Almir Sater: “É um projeto muito bonito e corajoso, afinal eles largaram tudo para virar pantaneiros”

A fazenda é uma das mais antigas da região. Formada no início do século passado, passou para as mãos do pai de Marina, o pecuarista Jorge Schweizer, no início da década de 1980. Desde então, o local passou a sediar um intenso trabalho conservacionista. Schweizer fundou a Sociedade de Defesa do Pantanal (Sodepan) e, em 1992, após uma pesquisa de quase dez anos, escreveu o livro Ariranhas no Pantanal. “Nossa missão é continuar esse trabalho e expandir, visto que é possível crescer e conservar a natureza”, explica Lucas.

Embora esteja localizada dentro do município de Aquidauana, a propriedade está numa região chamada como Nhecolândia. O lugarejo é uma conhecida rota boiadeira, cantada em verso e prosa em músicas que falam do cotidiano da lida com gado no Pantanal. Uma delas é Comitiva esperança, de Almir Sater, vizinho ilustre dos Leuzinger cuja amizade se transformou em parceria. Anos atrás, Sater e sua esposa, Ana Paula, fundaram uma escola com o objetivo de dar melhor formação às crianças, mas respeitando a cultura pantaneira. Com filhos crescendo e uma agenda apertada de apresentações, Sater mudou-se para São Paulo e a escola tocada por sua esposa ficou aos cuidados de Lucas e Marina. “Eles já faziam um trabalho muito bonito na Barranco Alto, a partir do momento em que só contratavam trabalhadores que tivessem filhos, uma coisa que é rara entre os fazendeiros”, disse o violeiro à DINHEIRO RURAL.

 

As escolas pantaneiras obedecem a um sistema próprio e o ano letivo começa quando as águam baixam, o que pode acontecer em março ou abril. Há professores fixos, que dão aula do primeiro ao quinto ano. “Quando as crianças têm que ir para a cidade estudar, seus pais vão junto o que acaba esvaziando as fazendas”, explica o violeiro. Assim que lançou o projeto, ele matriculou os próprios filhos para dar o exemplo. Hoje, Lucas e Marina seguem o mesmo exemplo. Suas filhas, Letícia e Ana Emília, também estudam nas escolas pantaneiras. “É importante que os pais possam dar educação para seus filhos, sem se preocupar em se deslocar por horas”, explica Marina.

- _INFORMAÇÕES FORNECIDAS_

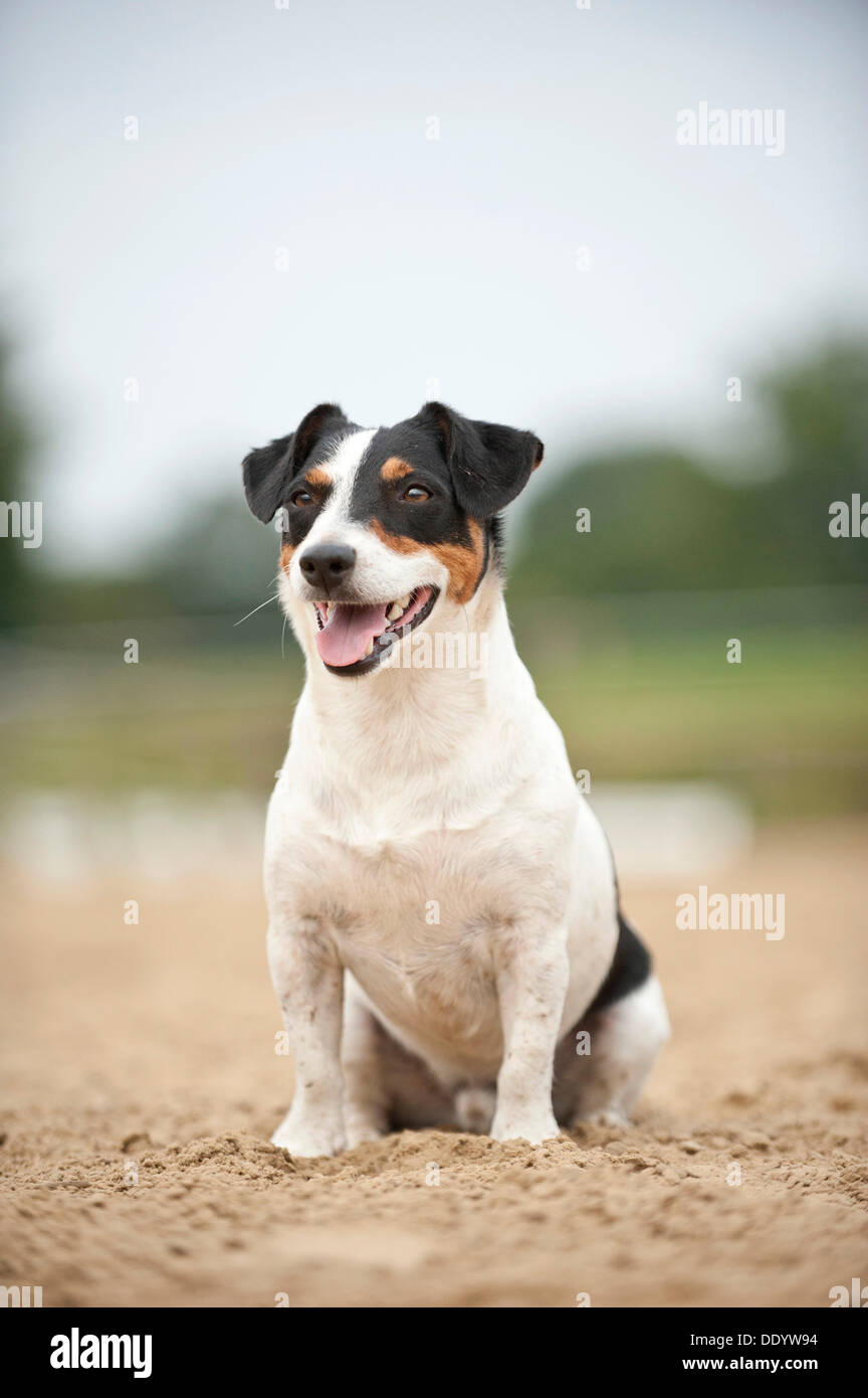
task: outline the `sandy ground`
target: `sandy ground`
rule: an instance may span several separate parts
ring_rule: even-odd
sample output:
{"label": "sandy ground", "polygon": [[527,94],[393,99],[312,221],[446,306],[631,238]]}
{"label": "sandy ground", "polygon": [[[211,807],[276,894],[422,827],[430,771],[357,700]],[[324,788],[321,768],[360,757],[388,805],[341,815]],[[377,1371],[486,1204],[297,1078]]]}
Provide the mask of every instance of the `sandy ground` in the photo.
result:
{"label": "sandy ground", "polygon": [[290,1069],[255,871],[183,896],[7,875],[0,1282],[46,1306],[829,1306],[868,1282],[867,833],[772,830],[716,881],[784,892],[779,942],[678,931],[699,878],[627,888],[674,1022],[629,1131],[317,1162],[268,1144]]}

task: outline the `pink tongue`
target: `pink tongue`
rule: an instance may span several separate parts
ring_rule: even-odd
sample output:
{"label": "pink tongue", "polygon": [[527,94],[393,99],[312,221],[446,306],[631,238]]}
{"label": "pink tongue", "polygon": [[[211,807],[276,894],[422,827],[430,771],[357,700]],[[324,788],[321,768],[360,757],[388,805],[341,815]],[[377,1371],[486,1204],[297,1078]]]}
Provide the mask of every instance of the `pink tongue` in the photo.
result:
{"label": "pink tongue", "polygon": [[352,607],[338,603],[322,630],[317,632],[317,650],[327,665],[353,665],[361,660],[368,640],[380,636],[388,622],[385,604]]}

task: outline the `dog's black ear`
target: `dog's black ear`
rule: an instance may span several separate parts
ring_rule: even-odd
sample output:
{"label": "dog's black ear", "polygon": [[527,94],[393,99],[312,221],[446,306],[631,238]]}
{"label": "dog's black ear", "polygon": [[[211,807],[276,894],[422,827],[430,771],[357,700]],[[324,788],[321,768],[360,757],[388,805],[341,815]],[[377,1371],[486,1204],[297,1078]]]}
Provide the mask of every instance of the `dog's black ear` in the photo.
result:
{"label": "dog's black ear", "polygon": [[533,432],[462,418],[445,403],[426,403],[413,421],[437,435],[458,503],[474,519],[493,519],[509,505],[543,460]]}
{"label": "dog's black ear", "polygon": [[258,446],[247,453],[241,464],[244,495],[257,519],[264,524],[274,519],[283,503],[286,487],[308,460],[317,442],[347,425],[347,418],[336,403],[320,403],[289,436],[275,438],[268,446]]}

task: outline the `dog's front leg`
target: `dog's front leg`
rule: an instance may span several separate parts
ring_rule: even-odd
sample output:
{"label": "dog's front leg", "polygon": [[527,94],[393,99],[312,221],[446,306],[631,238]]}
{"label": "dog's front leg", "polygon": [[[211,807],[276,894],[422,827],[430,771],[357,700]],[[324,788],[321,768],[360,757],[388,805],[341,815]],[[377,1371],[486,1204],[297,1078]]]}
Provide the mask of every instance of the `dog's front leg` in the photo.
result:
{"label": "dog's front leg", "polygon": [[292,1155],[345,1148],[341,1018],[343,967],[315,918],[272,918],[268,965],[296,1069],[293,1103],[274,1145]]}
{"label": "dog's front leg", "polygon": [[539,1145],[558,1134],[551,1072],[569,980],[567,931],[511,928],[498,937],[494,960],[504,1060],[491,1135]]}

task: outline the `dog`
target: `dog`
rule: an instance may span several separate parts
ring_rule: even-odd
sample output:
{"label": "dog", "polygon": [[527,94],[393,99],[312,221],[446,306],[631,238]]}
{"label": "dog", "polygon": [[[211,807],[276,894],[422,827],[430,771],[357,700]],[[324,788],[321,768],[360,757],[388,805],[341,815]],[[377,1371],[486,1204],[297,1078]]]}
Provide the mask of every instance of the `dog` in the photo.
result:
{"label": "dog", "polygon": [[[265,835],[293,1156],[622,1123],[668,1037],[504,605],[500,516],[541,459],[440,403],[378,429],[320,404],[244,459],[307,663]],[[426,633],[480,644],[419,661]]]}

- _OBJETIVO DO EXERCÍCIO_
Copie do texto sobre a fazenda no Pantanal o trecho de "Embora esteja localizada" a "à DINHEIRO RURAL.".

- _TAREFA CONCLUÍDA_
Embora esteja localizada dentro do município de Aquidauana, a propriedade está numa região chamada como Nhecolândia. O lugarejo é uma conhecida rota boiadeira, cantada em verso e prosa em músicas que falam do cotidiano da lida com gado no Pantanal. Uma delas é Comitiva esperança, de Almir Sater, vizinho ilustre dos Leuzinger cuja amizade se transformou em parceria. Anos atrás, Sater e sua esposa, Ana Paula, fundaram uma escola com o objetivo de dar melhor formação às crianças, mas respeitando a cultura pantaneira. Com filhos crescendo e uma agenda apertada de apresentações, Sater mudou-se para São Paulo e a escola tocada por sua esposa ficou aos cuidados de Lucas e Marina. “Eles já faziam um trabalho muito bonito na Barranco Alto, a partir do momento em que só contratavam trabalhadores que tivessem filhos, uma coisa que é rara entre os fazendeiros”, disse o violeiro à DINHEIRO RURAL.